→ **Problem to work on**: Show, copied in full, every line of the entries below that contains the word "bush".

→ **Dataset records**:
◆ ◆ ◆ ◆
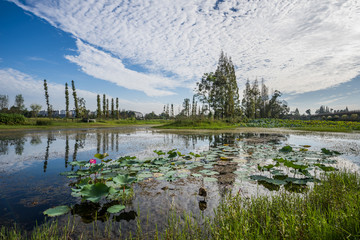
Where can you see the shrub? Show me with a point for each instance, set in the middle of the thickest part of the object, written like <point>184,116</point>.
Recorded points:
<point>43,122</point>
<point>354,116</point>
<point>11,118</point>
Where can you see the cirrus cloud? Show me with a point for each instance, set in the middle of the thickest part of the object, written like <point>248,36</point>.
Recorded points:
<point>297,46</point>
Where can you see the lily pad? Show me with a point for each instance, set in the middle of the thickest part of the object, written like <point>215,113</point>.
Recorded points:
<point>210,179</point>
<point>116,208</point>
<point>57,211</point>
<point>94,192</point>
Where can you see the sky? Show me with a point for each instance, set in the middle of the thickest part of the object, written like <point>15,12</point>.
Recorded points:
<point>152,53</point>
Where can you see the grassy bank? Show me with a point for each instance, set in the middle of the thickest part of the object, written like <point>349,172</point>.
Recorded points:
<point>45,123</point>
<point>331,210</point>
<point>198,124</point>
<point>306,125</point>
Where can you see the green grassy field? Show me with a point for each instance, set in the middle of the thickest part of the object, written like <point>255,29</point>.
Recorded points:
<point>44,123</point>
<point>330,210</point>
<point>306,125</point>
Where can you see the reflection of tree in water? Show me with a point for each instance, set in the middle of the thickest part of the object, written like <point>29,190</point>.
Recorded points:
<point>50,139</point>
<point>67,150</point>
<point>89,212</point>
<point>19,145</point>
<point>98,142</point>
<point>4,147</point>
<point>79,143</point>
<point>112,141</point>
<point>35,140</point>
<point>117,142</point>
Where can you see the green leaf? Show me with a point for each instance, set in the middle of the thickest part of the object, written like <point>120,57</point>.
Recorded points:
<point>210,179</point>
<point>57,211</point>
<point>286,149</point>
<point>116,208</point>
<point>94,192</point>
<point>101,156</point>
<point>124,179</point>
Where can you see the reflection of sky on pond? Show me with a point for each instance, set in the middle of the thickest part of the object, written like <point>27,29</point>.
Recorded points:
<point>26,190</point>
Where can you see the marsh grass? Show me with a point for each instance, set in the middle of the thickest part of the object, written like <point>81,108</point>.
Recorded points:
<point>46,123</point>
<point>198,124</point>
<point>330,210</point>
<point>307,125</point>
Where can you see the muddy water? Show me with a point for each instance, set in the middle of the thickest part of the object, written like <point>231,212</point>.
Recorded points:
<point>30,163</point>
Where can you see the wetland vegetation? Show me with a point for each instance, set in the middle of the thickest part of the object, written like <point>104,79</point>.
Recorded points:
<point>257,186</point>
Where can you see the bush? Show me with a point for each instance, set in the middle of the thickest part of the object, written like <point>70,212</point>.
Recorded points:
<point>11,119</point>
<point>354,116</point>
<point>43,122</point>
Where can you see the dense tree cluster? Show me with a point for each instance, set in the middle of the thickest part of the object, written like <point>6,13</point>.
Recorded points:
<point>219,90</point>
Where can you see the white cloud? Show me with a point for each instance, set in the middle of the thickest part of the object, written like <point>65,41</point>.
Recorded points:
<point>32,90</point>
<point>297,46</point>
<point>103,66</point>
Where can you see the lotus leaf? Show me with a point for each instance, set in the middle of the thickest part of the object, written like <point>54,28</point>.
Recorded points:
<point>94,192</point>
<point>324,168</point>
<point>57,211</point>
<point>286,149</point>
<point>101,156</point>
<point>210,179</point>
<point>79,163</point>
<point>329,152</point>
<point>116,208</point>
<point>196,175</point>
<point>124,179</point>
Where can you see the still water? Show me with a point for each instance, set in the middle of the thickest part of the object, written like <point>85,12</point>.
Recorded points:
<point>31,163</point>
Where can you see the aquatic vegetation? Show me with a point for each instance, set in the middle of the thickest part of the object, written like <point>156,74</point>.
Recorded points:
<point>330,210</point>
<point>57,211</point>
<point>313,125</point>
<point>109,182</point>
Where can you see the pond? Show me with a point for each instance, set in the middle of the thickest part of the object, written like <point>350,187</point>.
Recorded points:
<point>31,163</point>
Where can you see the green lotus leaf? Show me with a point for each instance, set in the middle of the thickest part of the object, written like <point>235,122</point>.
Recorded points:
<point>116,208</point>
<point>79,163</point>
<point>286,149</point>
<point>101,156</point>
<point>94,192</point>
<point>196,175</point>
<point>57,211</point>
<point>124,179</point>
<point>210,179</point>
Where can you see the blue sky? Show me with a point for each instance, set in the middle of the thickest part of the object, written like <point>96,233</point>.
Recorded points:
<point>151,54</point>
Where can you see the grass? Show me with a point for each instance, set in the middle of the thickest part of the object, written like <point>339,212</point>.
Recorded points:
<point>198,124</point>
<point>45,123</point>
<point>330,210</point>
<point>308,125</point>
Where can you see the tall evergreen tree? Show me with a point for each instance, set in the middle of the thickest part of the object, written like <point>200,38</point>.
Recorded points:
<point>112,108</point>
<point>75,99</point>
<point>264,99</point>
<point>107,108</point>
<point>186,106</point>
<point>117,108</point>
<point>256,100</point>
<point>66,101</point>
<point>220,90</point>
<point>49,108</point>
<point>247,99</point>
<point>98,114</point>
<point>4,101</point>
<point>104,106</point>
<point>19,102</point>
<point>193,109</point>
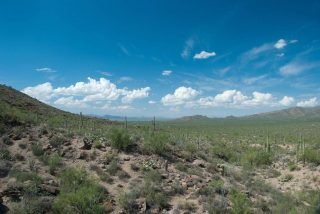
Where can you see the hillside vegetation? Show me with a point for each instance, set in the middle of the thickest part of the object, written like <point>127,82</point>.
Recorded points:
<point>53,161</point>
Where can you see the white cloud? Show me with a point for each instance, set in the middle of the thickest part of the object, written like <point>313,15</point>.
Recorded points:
<point>234,98</point>
<point>70,102</point>
<point>166,73</point>
<point>281,43</point>
<point>42,92</point>
<point>204,55</point>
<point>85,94</point>
<point>105,73</point>
<point>293,41</point>
<point>46,70</point>
<point>252,80</point>
<point>180,96</point>
<point>308,103</point>
<point>135,94</point>
<point>124,79</point>
<point>295,67</point>
<point>287,101</point>
<point>187,48</point>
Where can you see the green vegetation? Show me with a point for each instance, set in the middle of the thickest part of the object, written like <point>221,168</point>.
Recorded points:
<point>79,193</point>
<point>120,139</point>
<point>37,149</point>
<point>156,142</point>
<point>240,203</point>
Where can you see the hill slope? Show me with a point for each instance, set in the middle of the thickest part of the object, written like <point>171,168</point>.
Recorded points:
<point>17,108</point>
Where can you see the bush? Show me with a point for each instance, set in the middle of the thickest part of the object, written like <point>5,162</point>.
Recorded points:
<point>5,154</point>
<point>256,158</point>
<point>127,200</point>
<point>37,150</point>
<point>312,156</point>
<point>113,167</point>
<point>240,202</point>
<point>54,162</point>
<point>6,140</point>
<point>79,193</point>
<point>152,190</point>
<point>120,139</point>
<point>156,143</point>
<point>57,141</point>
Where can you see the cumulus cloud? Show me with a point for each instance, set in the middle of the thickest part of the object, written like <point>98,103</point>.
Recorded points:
<point>287,101</point>
<point>187,48</point>
<point>135,94</point>
<point>180,96</point>
<point>124,79</point>
<point>281,43</point>
<point>295,67</point>
<point>85,94</point>
<point>46,70</point>
<point>166,73</point>
<point>70,102</point>
<point>236,99</point>
<point>204,55</point>
<point>308,103</point>
<point>42,92</point>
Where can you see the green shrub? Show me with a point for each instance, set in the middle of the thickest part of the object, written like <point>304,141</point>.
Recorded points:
<point>152,190</point>
<point>312,156</point>
<point>127,200</point>
<point>113,167</point>
<point>57,141</point>
<point>181,167</point>
<point>120,139</point>
<point>5,154</point>
<point>256,158</point>
<point>37,150</point>
<point>156,143</point>
<point>224,152</point>
<point>54,162</point>
<point>240,202</point>
<point>79,193</point>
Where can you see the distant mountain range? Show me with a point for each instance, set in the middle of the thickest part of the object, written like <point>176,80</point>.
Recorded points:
<point>290,113</point>
<point>11,98</point>
<point>294,113</point>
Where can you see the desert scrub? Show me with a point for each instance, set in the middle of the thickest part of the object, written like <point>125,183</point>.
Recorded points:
<point>256,158</point>
<point>37,149</point>
<point>5,154</point>
<point>240,202</point>
<point>311,156</point>
<point>127,200</point>
<point>286,178</point>
<point>54,162</point>
<point>156,143</point>
<point>223,151</point>
<point>152,190</point>
<point>79,193</point>
<point>57,141</point>
<point>120,139</point>
<point>113,167</point>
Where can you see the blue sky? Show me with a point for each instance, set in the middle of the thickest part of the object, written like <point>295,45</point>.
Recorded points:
<point>163,58</point>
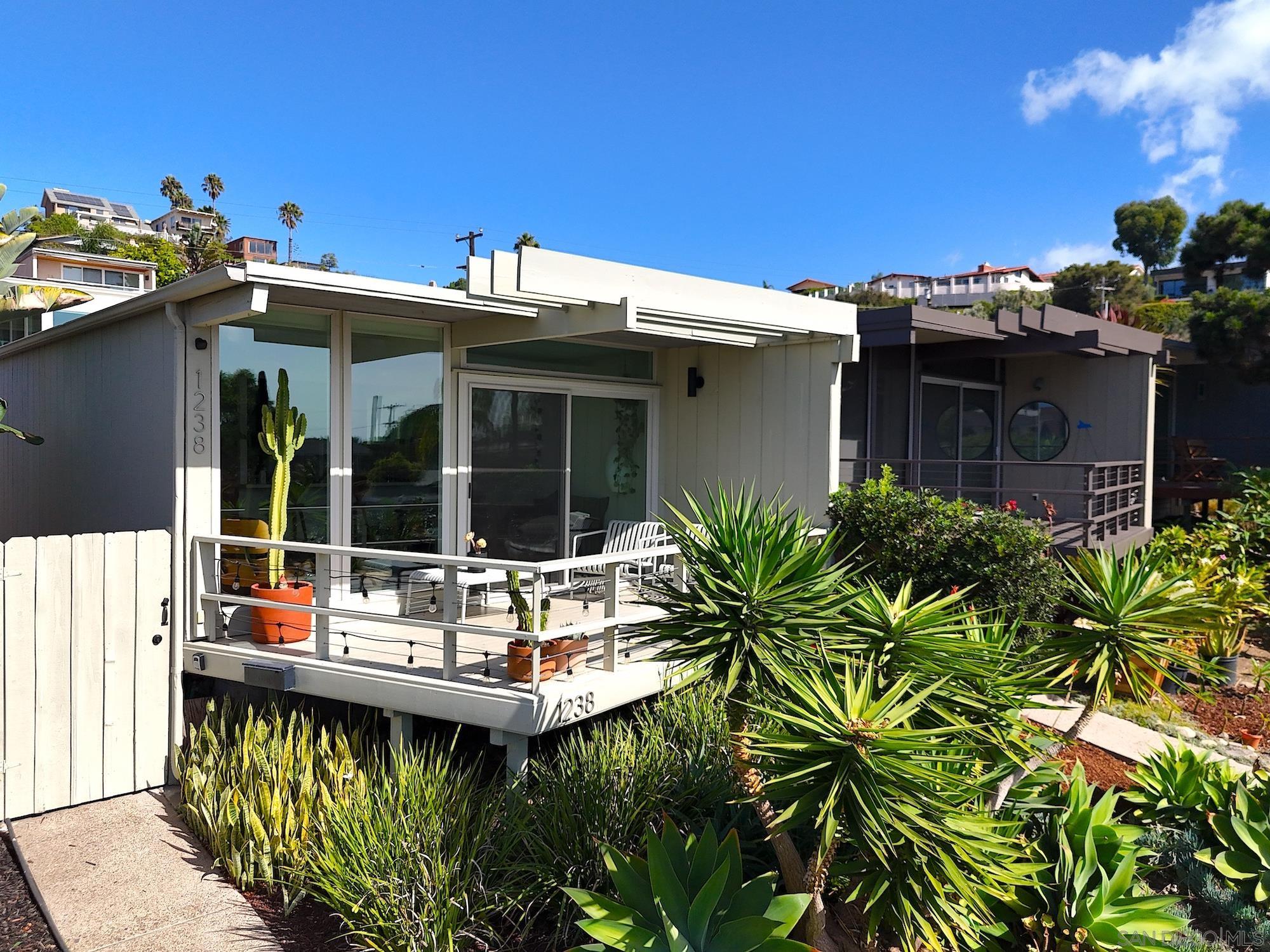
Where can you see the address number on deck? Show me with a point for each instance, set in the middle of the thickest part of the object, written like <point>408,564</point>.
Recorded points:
<point>578,706</point>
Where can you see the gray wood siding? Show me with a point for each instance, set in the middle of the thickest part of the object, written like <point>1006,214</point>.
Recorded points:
<point>768,414</point>
<point>104,402</point>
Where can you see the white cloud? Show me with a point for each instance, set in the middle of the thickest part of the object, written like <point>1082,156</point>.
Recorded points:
<point>1062,256</point>
<point>1187,96</point>
<point>1179,185</point>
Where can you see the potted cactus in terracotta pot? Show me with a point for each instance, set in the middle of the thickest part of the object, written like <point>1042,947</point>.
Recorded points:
<point>283,433</point>
<point>520,652</point>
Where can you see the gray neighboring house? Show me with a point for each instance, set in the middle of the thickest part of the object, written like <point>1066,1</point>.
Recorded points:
<point>1031,408</point>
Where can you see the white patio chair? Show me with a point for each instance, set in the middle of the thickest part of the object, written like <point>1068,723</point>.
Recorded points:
<point>622,536</point>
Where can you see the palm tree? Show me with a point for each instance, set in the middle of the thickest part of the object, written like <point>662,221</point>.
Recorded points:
<point>214,187</point>
<point>172,190</point>
<point>290,215</point>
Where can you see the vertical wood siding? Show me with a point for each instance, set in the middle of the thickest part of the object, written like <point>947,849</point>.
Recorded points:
<point>83,686</point>
<point>764,416</point>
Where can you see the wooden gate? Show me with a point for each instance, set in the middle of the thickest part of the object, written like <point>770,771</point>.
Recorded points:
<point>86,648</point>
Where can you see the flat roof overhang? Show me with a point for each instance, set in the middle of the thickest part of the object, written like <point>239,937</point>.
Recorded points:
<point>1008,334</point>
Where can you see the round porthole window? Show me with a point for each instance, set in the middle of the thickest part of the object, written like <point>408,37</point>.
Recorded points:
<point>1038,431</point>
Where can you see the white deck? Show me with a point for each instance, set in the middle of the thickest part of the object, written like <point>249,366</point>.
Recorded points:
<point>382,640</point>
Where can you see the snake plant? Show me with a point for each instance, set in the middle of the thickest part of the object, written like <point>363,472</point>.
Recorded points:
<point>689,897</point>
<point>1244,833</point>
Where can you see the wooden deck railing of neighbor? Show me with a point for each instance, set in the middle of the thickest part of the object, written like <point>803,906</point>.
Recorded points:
<point>1093,502</point>
<point>441,640</point>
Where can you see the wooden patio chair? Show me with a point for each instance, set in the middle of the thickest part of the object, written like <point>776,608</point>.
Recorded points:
<point>1193,463</point>
<point>620,536</point>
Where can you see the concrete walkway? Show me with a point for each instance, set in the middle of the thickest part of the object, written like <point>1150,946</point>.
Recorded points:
<point>1114,734</point>
<point>126,875</point>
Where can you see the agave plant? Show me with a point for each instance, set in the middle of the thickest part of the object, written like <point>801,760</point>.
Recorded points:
<point>1244,833</point>
<point>1088,894</point>
<point>895,799</point>
<point>689,897</point>
<point>1178,784</point>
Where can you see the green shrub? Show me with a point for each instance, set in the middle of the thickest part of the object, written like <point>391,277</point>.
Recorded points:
<point>1175,851</point>
<point>1169,318</point>
<point>940,544</point>
<point>689,896</point>
<point>415,859</point>
<point>256,790</point>
<point>609,783</point>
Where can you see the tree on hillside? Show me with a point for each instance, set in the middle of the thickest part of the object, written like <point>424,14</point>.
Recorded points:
<point>290,215</point>
<point>1084,288</point>
<point>173,191</point>
<point>1233,329</point>
<point>164,255</point>
<point>214,187</point>
<point>1010,301</point>
<point>223,225</point>
<point>1220,238</point>
<point>1150,232</point>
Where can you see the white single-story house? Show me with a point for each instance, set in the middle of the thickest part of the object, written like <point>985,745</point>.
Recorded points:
<point>549,411</point>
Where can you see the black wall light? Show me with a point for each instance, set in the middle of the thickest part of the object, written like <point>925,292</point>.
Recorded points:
<point>695,381</point>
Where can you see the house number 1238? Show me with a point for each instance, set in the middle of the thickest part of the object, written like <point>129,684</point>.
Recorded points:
<point>199,416</point>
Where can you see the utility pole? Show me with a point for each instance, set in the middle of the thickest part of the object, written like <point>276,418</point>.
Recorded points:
<point>471,238</point>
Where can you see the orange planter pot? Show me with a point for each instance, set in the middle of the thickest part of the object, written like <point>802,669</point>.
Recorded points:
<point>274,626</point>
<point>520,663</point>
<point>567,653</point>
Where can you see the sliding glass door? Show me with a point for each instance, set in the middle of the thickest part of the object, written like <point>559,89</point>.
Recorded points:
<point>958,422</point>
<point>549,464</point>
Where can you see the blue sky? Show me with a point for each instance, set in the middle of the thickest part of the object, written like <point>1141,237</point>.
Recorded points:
<point>745,142</point>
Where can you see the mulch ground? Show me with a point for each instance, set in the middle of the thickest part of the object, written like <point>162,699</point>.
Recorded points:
<point>311,927</point>
<point>1230,710</point>
<point>22,927</point>
<point>1102,767</point>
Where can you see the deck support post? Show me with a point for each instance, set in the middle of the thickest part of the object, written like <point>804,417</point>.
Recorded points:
<point>518,751</point>
<point>612,604</point>
<point>401,728</point>
<point>450,614</point>
<point>322,598</point>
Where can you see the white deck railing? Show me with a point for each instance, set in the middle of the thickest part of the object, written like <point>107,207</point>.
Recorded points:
<point>210,601</point>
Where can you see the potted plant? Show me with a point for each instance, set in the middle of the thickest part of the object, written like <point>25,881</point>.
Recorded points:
<point>283,433</point>
<point>1254,741</point>
<point>520,652</point>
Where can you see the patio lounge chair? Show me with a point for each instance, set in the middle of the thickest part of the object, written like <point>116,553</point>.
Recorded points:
<point>620,536</point>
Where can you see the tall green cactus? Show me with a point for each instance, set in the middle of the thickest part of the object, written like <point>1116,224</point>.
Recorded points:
<point>283,433</point>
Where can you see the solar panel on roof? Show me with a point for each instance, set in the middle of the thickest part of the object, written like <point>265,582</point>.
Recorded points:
<point>70,197</point>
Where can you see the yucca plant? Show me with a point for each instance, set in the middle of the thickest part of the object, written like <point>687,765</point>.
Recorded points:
<point>765,588</point>
<point>1128,612</point>
<point>896,802</point>
<point>689,897</point>
<point>1088,893</point>
<point>1180,785</point>
<point>1243,831</point>
<point>256,790</point>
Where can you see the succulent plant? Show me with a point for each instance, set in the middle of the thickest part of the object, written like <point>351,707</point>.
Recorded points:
<point>1244,833</point>
<point>283,433</point>
<point>688,897</point>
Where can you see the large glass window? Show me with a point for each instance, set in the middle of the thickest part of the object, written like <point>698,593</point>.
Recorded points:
<point>397,370</point>
<point>252,354</point>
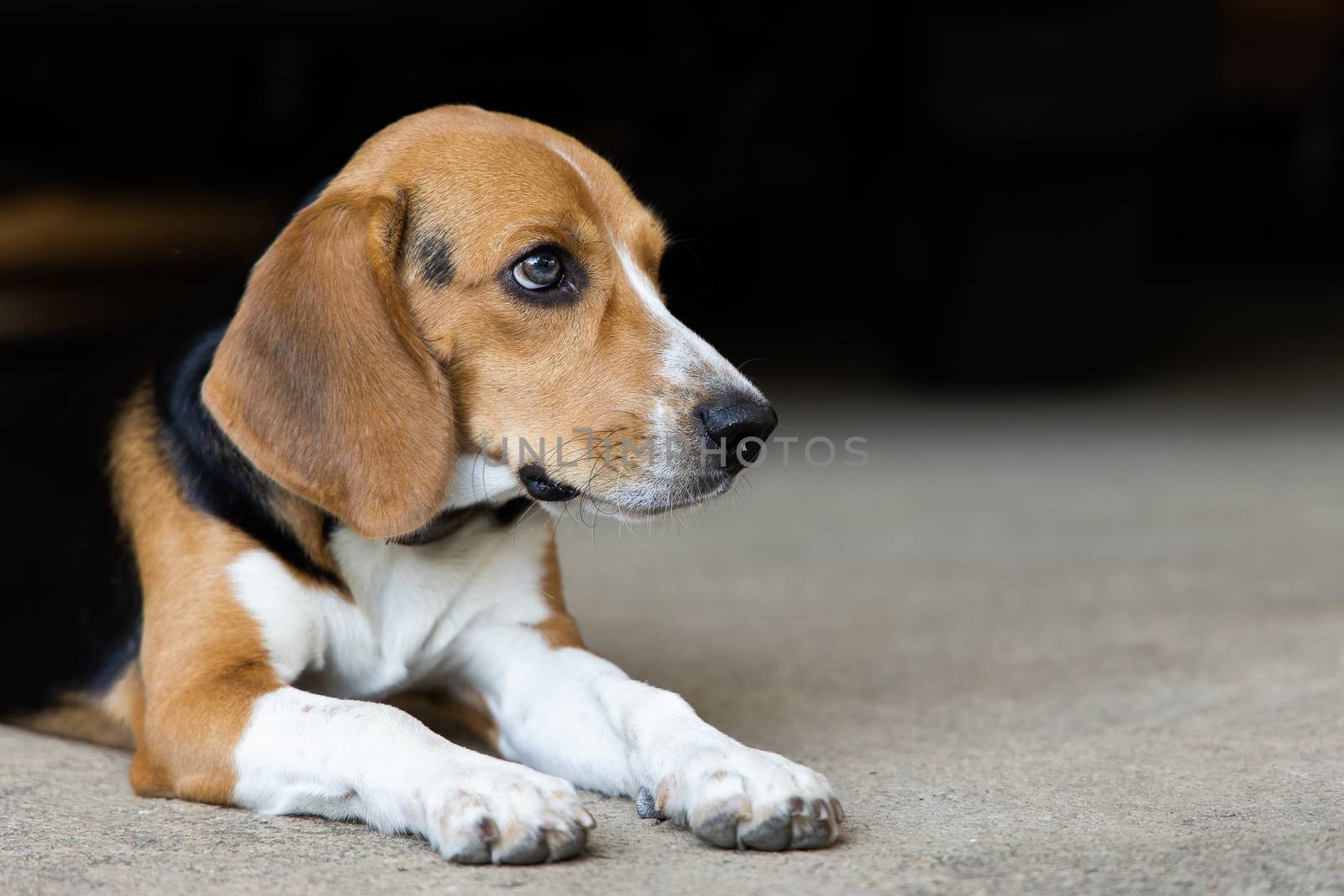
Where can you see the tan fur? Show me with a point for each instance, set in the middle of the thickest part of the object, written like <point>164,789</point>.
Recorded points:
<point>320,379</point>
<point>202,658</point>
<point>559,627</point>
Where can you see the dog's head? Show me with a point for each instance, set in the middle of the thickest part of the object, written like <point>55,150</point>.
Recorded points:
<point>476,285</point>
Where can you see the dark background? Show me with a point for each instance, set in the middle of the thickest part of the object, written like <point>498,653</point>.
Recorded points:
<point>1053,195</point>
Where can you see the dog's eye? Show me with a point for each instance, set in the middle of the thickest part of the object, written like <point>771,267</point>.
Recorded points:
<point>539,270</point>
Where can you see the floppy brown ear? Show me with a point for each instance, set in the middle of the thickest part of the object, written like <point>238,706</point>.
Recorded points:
<point>323,382</point>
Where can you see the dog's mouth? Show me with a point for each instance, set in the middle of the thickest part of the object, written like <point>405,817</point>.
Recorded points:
<point>645,503</point>
<point>542,486</point>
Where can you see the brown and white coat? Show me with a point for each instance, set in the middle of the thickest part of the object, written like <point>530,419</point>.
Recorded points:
<point>324,506</point>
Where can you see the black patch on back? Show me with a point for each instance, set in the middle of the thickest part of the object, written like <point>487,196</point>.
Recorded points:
<point>215,476</point>
<point>71,600</point>
<point>436,259</point>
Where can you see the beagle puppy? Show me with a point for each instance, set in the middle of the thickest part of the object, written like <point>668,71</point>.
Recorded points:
<point>347,495</point>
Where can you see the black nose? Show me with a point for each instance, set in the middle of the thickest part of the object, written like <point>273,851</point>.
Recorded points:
<point>736,427</point>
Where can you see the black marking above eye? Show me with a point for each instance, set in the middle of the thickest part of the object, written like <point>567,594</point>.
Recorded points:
<point>436,258</point>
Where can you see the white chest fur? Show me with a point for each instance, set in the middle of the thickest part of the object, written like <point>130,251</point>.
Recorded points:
<point>409,606</point>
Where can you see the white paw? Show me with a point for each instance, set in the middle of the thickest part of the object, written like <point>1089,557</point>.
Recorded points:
<point>748,799</point>
<point>504,813</point>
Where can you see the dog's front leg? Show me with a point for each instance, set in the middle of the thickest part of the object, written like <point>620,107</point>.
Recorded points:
<point>304,754</point>
<point>313,755</point>
<point>571,714</point>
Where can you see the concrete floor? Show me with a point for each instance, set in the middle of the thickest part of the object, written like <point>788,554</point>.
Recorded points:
<point>1092,647</point>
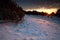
◆ ◆ ◆ ◆
→ **Answer to the exercise**:
Where can you see the bush? Show me with a point for each instance, set in the middle of the thickest part of the object, written like <point>70,212</point>.
Where can you see the bush? Show me with a point for each instance, set in the middle of the thickest part of the object, written like <point>5,162</point>.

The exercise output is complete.